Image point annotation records
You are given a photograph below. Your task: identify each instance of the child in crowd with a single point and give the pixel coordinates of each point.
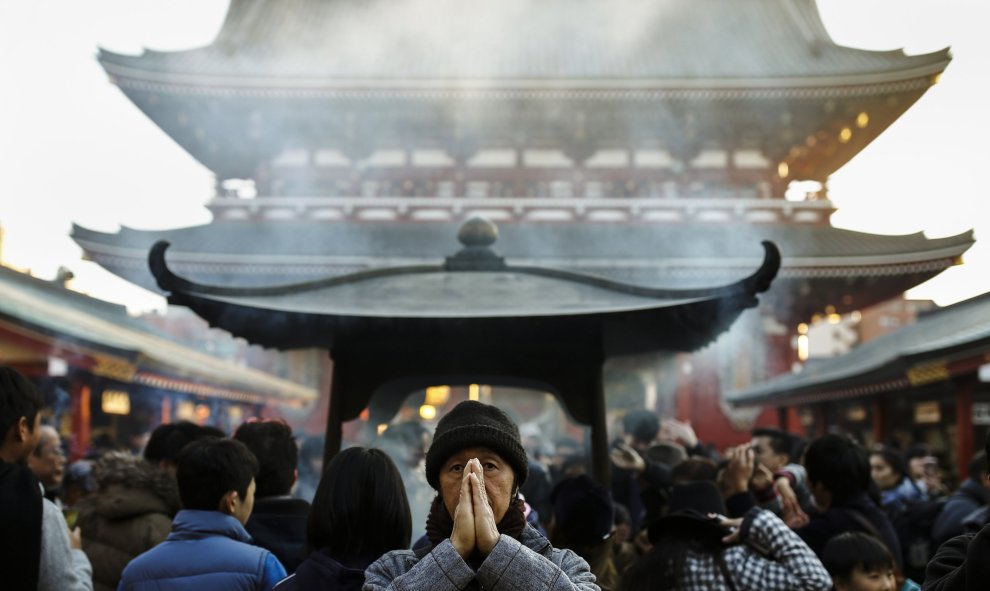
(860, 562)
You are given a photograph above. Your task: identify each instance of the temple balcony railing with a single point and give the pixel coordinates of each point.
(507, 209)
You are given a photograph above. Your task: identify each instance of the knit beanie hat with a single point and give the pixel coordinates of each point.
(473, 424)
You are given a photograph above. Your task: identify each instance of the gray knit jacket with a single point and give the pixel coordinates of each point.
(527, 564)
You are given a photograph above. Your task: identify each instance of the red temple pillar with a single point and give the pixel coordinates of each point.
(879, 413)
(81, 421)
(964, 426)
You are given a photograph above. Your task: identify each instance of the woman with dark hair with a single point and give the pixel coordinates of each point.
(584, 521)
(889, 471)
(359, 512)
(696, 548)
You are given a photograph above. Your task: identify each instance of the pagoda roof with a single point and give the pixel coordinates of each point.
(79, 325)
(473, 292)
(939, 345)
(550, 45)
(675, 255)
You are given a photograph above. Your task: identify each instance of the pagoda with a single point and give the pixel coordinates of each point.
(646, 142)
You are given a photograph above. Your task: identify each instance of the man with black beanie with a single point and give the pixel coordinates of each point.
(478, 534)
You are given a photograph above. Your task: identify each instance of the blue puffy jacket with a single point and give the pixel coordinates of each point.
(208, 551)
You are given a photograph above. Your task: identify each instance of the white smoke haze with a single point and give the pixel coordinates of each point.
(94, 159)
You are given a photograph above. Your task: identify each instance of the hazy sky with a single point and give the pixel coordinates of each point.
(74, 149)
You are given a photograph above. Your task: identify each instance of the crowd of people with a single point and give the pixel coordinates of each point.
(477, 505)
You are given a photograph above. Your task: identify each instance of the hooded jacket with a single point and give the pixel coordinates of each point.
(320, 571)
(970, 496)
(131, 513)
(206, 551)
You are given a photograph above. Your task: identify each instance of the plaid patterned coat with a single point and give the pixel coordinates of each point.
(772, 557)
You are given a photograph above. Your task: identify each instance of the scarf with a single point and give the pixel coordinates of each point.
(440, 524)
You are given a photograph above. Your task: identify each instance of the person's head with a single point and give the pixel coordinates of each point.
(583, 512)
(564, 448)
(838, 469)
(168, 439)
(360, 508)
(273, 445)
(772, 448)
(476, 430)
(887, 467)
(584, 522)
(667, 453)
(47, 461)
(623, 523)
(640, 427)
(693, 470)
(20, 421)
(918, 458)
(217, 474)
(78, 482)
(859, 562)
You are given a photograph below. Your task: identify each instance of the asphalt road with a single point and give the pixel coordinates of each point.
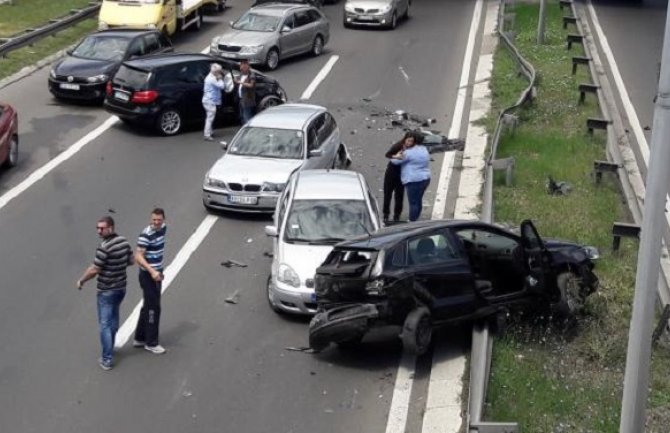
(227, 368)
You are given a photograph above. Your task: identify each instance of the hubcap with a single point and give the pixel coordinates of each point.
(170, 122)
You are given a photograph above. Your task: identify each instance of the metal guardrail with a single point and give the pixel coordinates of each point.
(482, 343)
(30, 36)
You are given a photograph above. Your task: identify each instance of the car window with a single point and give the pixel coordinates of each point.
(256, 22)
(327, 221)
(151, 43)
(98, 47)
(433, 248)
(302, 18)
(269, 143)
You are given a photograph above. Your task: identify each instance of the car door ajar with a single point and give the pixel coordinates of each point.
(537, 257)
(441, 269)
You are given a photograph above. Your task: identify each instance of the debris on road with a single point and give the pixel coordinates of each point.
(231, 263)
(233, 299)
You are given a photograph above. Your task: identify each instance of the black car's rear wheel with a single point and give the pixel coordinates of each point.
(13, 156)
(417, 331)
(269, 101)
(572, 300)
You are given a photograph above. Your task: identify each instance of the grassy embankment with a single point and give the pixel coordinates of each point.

● WHAT TO DO
Repeat the records above line for line, with the pictures omitted.

● SOLUTION FOR THIS TASK
You are given a photograph below. Your task: identify each instance of the child in crowd with a single point and give the pixel coordinates of each point.
(860, 562)
You are given a photograph above. Your task: identify each instance of the temple balcony railing with a single point and give the pixel coordinates of each point.
(507, 209)
You are given a photograph above. Your task: identify each instance of the knit beanie hat with a single point and give the pixel coordinates of each point.
(473, 424)
You are given a photograph above. Your task: identify each instance of the gray knit jacket with a single point and give the pixel coordinates of each point.
(527, 564)
You are given a photograph above. Your task: identify each instance of the red temple pillar with a single point and give the pixel coordinates of each point.
(879, 413)
(81, 421)
(964, 426)
You are given a photograph above. Your task: identify each instance of the woman with dark hair with a single point and give the pixel coordinates of each point.
(584, 521)
(889, 471)
(359, 512)
(696, 548)
You are given a photograph above. Your task: identify each instance of the pagoda roof with a single point and give the pixel coordinates of each point.
(79, 325)
(473, 292)
(939, 345)
(550, 45)
(675, 255)
You are given a photograph above. Your task: identify each instance of the pagoda with a single point and give the pixel coordinates of each point.
(646, 142)
You are given a photograph above. Your task: identify each instance of the man with black beanie with a single point and give the pixel coordinates of each point.
(478, 534)
You are given a photograph above. Your task: identify each instance of the blue puffy jacket with a single point and give the pixel coordinates of each point.
(208, 551)
You are given a photograph above. Your task: identify each instance of the white smoke haze with a single point and give the pixel coordinates of each point.
(94, 159)
You are given a photograph above. Your task: identify each instance of the hazy sky with a single point and give the pixel coordinates of each point.
(74, 149)
You are given a photograph above. Your task: identify each instance of the crowd of people with a single point and give the pixel coordinates of each point.
(477, 505)
You are given a photograph above. Your task: identify each instance of the hooded jacket with a single point and give the pixel coordinates of each point.
(320, 571)
(970, 496)
(131, 513)
(206, 551)
You are given a photograph above. Your task: identify each instance of the plaid patterned coat with a single point and give the pixel coordinates of each point.
(772, 557)
You are given a photograph above. Your task: identify each instance of the scarf with a single point and give the pixel coordinates of each point.
(440, 524)
You are given a photograph above. Your task: identify each instance of the person's head with a single point and give the pixel coordinates of each point.
(583, 512)
(564, 448)
(838, 469)
(168, 439)
(360, 508)
(273, 445)
(772, 448)
(476, 430)
(887, 467)
(584, 522)
(667, 453)
(47, 461)
(623, 523)
(640, 427)
(693, 470)
(20, 421)
(918, 458)
(217, 474)
(78, 482)
(859, 562)
You are given a photograph below. Your task: identify each instance of the asphalt road with a single point and give the pixel coordinates of each point.
(227, 368)
You are given a photograph above. Your task: identify each instance of the hubcap with a single point and give the pixel coordinates of each point.
(170, 122)
You are given a photograph above. Your task: identify each instance of the metal guardrail with a single point and give the pixel coordinates of each point.
(482, 343)
(30, 36)
You are given a photograph above. Your task: identify each instance of the car window with a single point and give the pixel coordinates of each point.
(256, 22)
(327, 221)
(151, 43)
(98, 47)
(433, 248)
(302, 18)
(269, 143)
You are given a photograph above. Your task: identify each instance of the car door ajar with a single point and give the pixel coordinates of each point.
(537, 257)
(441, 269)
You are given a photograph above. Your task: identify each instance of the debris on road with a single point and give the pixel coordinates of each point.
(231, 263)
(233, 299)
You are given a photograph above. Your task: identify each instance of the black car's rear wheel with a single point and give the pixel coordinates of each point.
(13, 156)
(417, 331)
(269, 101)
(572, 300)
You are given a photograph above. Your task: identify each instance of the grassy embankment with a single point and give the pixel coordinates of each point.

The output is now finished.